**Problem**
Copying exactly, give the lines in the material below from the one with "of the cutting" to the one with "white chef hat", ends included, and nothing besides.

**Data shown**
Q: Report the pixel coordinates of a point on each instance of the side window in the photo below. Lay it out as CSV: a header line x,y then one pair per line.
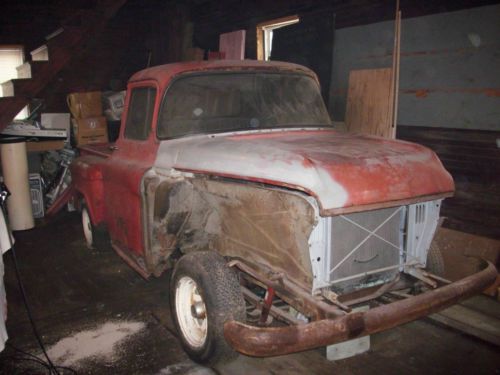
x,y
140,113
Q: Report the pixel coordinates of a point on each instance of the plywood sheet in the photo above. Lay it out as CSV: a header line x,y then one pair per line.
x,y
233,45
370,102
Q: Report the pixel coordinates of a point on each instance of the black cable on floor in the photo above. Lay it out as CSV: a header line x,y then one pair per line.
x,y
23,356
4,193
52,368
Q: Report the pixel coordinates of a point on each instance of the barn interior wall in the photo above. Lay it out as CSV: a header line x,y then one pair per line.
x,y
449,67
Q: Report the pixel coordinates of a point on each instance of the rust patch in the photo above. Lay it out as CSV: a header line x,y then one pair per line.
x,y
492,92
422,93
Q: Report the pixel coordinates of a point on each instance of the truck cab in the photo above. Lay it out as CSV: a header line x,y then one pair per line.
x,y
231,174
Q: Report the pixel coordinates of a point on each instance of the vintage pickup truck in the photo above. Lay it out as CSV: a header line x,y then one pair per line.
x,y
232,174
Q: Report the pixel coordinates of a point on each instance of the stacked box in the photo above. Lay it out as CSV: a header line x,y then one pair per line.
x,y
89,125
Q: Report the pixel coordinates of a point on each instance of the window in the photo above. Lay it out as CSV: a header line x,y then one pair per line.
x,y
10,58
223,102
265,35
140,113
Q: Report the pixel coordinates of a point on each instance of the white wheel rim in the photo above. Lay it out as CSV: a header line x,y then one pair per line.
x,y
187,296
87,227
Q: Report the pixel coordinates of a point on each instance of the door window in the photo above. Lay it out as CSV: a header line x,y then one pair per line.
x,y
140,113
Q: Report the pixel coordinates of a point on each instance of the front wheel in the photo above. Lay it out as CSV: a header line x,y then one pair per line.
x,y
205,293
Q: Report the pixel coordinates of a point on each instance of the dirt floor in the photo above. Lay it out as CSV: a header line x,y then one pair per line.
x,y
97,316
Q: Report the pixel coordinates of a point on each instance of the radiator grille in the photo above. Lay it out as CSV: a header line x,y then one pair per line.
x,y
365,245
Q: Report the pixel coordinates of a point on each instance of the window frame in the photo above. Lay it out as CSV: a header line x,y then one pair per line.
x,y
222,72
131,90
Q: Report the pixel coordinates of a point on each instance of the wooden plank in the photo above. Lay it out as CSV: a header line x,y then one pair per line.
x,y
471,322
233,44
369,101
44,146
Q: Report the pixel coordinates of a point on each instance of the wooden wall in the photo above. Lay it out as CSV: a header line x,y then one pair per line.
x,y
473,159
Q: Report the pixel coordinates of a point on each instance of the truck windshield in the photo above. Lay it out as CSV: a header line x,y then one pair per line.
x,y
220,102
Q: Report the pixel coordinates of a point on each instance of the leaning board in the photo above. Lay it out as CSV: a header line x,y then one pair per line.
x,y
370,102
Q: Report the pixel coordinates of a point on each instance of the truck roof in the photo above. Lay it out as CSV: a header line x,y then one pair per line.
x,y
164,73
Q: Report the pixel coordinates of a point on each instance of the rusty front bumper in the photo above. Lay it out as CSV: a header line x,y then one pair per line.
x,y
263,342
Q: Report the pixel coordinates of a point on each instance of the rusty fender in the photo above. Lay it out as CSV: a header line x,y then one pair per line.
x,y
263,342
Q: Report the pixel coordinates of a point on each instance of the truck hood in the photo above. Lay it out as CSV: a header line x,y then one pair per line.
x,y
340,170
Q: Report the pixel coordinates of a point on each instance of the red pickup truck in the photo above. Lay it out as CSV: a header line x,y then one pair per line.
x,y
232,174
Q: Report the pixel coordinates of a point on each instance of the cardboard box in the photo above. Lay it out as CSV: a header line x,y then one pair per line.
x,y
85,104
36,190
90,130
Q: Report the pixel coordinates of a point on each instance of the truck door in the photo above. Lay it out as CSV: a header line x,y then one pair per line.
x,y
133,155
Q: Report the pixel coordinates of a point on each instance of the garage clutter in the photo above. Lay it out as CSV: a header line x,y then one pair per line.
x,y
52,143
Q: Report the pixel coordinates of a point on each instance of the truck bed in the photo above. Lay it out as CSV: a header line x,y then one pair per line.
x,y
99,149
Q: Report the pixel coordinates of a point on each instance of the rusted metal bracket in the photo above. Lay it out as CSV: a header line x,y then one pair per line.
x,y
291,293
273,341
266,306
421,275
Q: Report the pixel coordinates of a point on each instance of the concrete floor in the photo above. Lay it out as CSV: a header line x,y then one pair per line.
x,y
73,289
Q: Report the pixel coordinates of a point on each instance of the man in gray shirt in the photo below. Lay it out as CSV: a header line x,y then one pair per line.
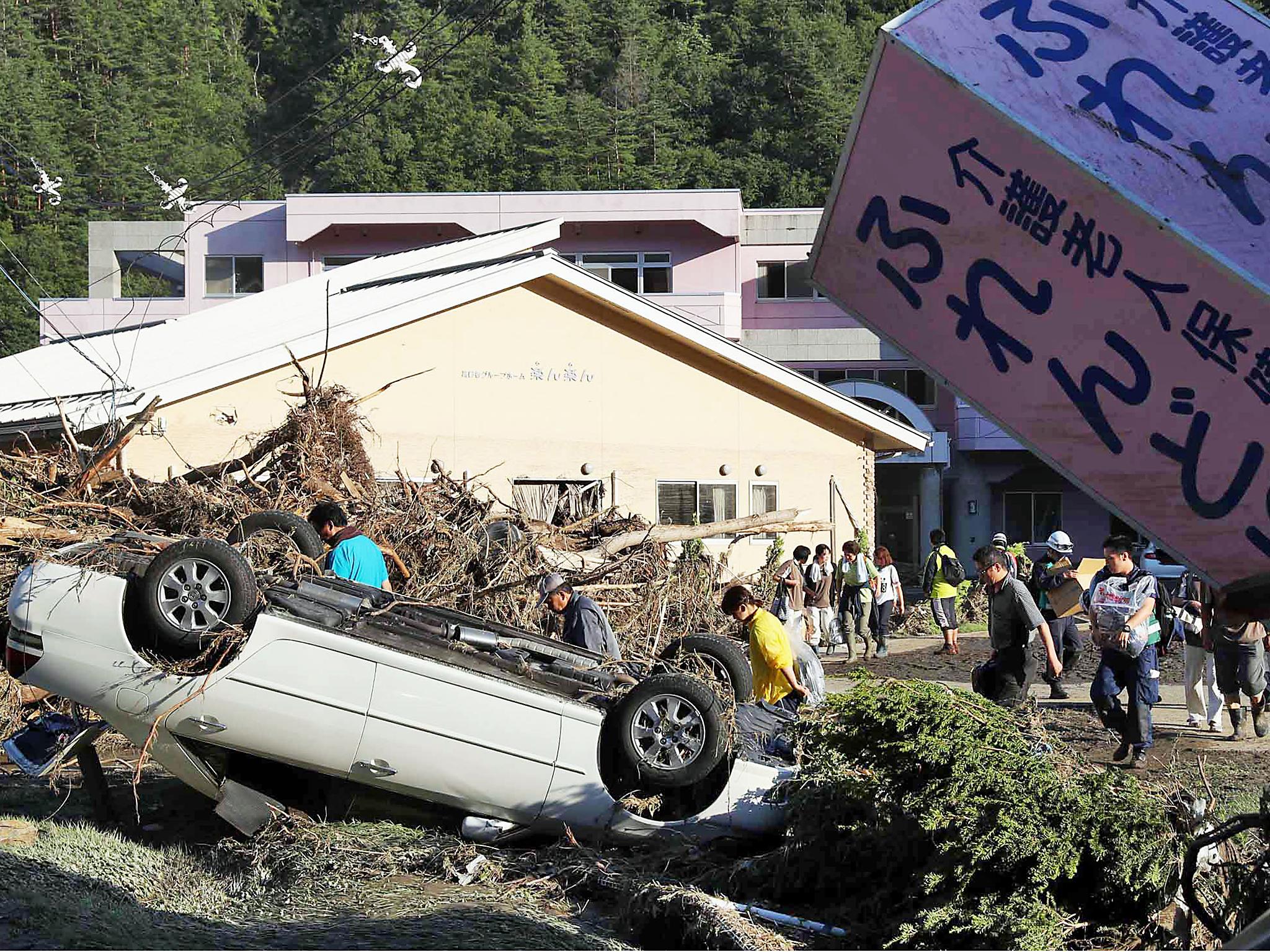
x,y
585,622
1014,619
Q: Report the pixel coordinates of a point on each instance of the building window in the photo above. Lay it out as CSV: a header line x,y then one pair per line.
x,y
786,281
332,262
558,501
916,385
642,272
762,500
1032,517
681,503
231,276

* * *

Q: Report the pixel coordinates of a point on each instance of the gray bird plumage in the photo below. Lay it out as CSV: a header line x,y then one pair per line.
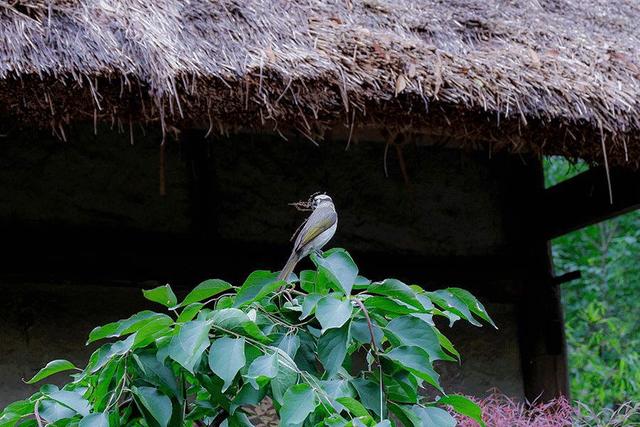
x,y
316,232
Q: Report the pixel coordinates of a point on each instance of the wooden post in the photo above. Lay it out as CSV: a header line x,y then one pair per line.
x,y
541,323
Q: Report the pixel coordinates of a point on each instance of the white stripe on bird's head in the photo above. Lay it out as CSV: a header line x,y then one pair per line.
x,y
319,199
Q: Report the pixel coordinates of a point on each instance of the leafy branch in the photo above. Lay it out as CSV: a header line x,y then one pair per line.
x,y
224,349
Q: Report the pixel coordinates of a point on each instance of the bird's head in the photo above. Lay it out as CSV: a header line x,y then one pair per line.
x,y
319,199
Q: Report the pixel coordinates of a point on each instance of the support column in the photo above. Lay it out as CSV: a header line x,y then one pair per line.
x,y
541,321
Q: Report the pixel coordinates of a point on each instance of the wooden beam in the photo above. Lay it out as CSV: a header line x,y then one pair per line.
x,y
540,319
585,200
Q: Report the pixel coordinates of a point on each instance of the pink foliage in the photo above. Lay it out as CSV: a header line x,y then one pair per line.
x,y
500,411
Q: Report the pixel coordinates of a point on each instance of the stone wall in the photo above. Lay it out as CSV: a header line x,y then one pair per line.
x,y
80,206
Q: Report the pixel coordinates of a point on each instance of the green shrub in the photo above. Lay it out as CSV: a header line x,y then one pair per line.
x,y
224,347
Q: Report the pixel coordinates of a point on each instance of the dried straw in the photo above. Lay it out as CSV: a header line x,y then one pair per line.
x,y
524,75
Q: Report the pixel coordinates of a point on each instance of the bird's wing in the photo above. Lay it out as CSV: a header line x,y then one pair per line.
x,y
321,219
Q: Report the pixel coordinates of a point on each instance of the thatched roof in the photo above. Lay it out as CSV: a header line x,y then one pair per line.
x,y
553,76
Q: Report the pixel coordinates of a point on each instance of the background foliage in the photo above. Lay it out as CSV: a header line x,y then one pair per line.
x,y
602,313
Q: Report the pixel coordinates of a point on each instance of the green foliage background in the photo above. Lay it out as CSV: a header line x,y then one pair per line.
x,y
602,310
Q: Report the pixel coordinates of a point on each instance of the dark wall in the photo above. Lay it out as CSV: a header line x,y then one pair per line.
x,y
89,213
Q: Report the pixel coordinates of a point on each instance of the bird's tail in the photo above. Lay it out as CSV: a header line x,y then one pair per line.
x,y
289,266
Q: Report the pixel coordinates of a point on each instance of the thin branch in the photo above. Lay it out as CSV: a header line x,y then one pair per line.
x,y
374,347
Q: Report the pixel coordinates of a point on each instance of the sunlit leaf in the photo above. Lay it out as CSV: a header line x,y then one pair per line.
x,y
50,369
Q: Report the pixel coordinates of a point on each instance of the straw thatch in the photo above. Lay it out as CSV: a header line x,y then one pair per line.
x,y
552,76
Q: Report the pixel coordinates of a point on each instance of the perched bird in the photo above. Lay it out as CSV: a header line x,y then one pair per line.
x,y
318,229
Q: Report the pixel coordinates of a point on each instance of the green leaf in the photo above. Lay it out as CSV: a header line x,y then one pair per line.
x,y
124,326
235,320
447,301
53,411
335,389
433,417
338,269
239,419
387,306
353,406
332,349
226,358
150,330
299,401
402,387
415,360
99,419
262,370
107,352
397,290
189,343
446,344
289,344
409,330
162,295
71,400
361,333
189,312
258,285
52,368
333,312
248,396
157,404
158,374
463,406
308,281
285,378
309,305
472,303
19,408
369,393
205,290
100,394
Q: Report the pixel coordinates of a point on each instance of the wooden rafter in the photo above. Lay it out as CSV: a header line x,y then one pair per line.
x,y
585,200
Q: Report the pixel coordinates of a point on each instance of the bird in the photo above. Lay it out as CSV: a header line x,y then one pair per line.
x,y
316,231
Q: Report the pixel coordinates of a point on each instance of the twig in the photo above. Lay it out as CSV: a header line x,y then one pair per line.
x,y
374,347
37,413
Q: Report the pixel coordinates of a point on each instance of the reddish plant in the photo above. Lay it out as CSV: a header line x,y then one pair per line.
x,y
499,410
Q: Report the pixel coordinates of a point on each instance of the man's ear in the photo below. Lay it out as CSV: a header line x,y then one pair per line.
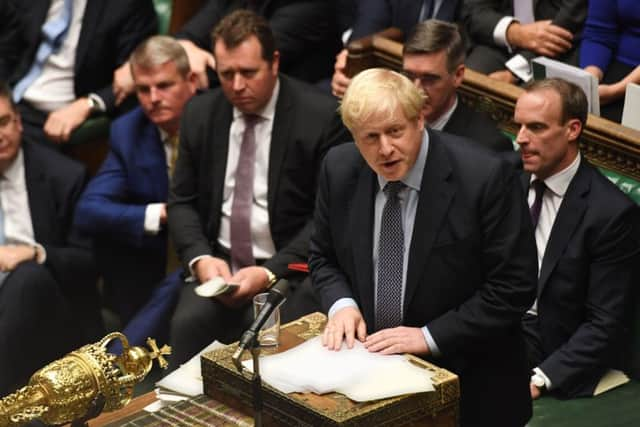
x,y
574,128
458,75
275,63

...

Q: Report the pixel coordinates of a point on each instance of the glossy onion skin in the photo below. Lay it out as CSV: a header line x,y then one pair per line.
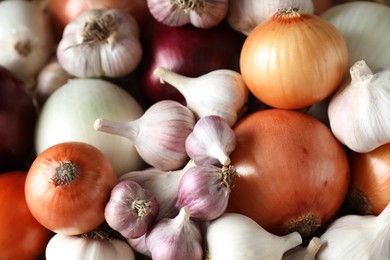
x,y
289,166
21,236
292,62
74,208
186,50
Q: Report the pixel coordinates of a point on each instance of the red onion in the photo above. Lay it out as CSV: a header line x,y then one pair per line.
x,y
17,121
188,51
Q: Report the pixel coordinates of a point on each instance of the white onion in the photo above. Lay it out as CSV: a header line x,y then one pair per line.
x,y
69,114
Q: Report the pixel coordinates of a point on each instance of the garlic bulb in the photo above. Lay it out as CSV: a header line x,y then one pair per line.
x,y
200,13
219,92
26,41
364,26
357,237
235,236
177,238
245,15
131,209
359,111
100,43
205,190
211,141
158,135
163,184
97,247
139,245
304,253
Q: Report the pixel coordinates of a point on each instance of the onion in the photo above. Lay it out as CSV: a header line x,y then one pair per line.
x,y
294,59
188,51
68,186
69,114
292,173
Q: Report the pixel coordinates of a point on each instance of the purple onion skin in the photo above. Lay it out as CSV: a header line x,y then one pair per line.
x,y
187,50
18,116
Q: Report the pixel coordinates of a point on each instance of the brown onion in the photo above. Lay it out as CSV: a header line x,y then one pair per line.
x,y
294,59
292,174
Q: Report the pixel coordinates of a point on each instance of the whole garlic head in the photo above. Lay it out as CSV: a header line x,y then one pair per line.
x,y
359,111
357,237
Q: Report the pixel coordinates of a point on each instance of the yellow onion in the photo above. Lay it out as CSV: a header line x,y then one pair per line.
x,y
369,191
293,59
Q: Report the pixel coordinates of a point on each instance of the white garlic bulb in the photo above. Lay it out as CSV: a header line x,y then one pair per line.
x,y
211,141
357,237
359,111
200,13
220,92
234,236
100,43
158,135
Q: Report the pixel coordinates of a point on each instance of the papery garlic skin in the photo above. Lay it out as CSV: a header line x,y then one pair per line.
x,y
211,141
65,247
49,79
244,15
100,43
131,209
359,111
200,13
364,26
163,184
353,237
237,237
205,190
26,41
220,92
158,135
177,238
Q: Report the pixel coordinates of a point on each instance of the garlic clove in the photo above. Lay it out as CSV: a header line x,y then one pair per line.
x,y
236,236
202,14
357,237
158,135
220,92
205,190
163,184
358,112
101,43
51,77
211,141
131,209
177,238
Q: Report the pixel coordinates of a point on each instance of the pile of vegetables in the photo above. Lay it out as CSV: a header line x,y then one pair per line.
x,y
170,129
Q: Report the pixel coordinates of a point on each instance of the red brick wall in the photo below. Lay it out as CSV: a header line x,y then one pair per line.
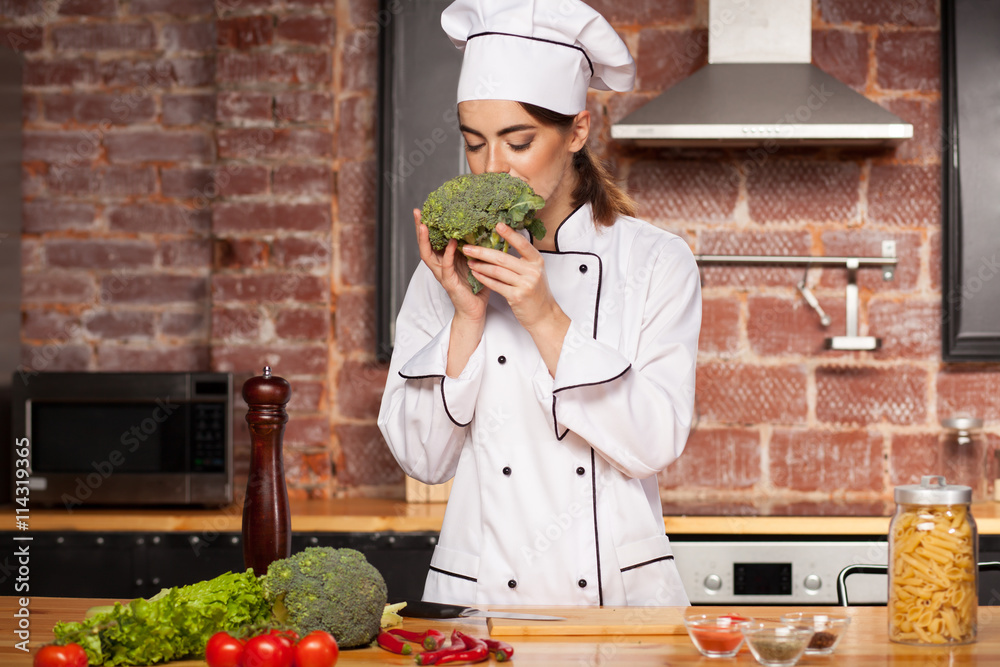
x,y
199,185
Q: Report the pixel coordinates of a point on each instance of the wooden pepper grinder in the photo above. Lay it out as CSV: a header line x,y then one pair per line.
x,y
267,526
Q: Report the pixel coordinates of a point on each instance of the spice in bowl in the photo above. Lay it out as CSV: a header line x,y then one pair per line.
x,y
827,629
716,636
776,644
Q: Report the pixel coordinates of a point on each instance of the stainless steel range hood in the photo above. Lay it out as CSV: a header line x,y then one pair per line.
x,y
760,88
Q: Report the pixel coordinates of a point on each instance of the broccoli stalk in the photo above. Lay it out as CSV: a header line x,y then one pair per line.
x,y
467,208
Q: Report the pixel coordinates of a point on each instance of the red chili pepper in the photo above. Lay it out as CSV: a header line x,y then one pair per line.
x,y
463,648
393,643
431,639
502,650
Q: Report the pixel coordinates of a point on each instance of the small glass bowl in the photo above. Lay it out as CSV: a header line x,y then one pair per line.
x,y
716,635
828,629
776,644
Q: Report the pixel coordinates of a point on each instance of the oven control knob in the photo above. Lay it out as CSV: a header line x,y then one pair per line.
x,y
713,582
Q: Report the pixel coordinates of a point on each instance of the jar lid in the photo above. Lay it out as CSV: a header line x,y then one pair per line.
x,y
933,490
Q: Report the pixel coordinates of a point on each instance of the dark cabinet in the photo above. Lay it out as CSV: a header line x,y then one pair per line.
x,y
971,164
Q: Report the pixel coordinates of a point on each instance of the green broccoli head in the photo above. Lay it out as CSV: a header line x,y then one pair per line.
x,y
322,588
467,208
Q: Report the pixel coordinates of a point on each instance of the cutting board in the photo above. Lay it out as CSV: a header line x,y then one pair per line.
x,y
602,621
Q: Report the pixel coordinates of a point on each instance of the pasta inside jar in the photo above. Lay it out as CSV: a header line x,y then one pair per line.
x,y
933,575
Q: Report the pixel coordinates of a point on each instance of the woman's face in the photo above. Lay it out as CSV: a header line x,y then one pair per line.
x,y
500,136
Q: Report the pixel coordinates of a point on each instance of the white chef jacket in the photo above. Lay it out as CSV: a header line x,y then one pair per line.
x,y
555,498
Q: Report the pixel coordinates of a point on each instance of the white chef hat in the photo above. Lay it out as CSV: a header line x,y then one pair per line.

**Exercise solution**
Q: Report the pixel coordinates of a point on each instance of the cutting board in the photo above. Lay it out as CSV: a header line x,y then one pair per line.
x,y
602,621
Q: Report the pixel coordinates of a point on each instance of the pasta inside jar in the photo above. Lay it out as CSV: a header line x,y then one pair per line.
x,y
933,575
Q: Report the pixel coordinates of a point on each instance of the woman's face in the photo above. Lay it out as CSV: a header line x,y then one pair per line.
x,y
500,136
Q: Report the pixel coordinates of a point on each instance of the white chef jacket in the photo above. Lay it out as CSV: a header line x,y then one pair per line.
x,y
555,498
Q: Report the pixel coordinates of a point on each instance of the white chef hat in the photo above. Lay it out as CSV: a header line x,y then one pair per line.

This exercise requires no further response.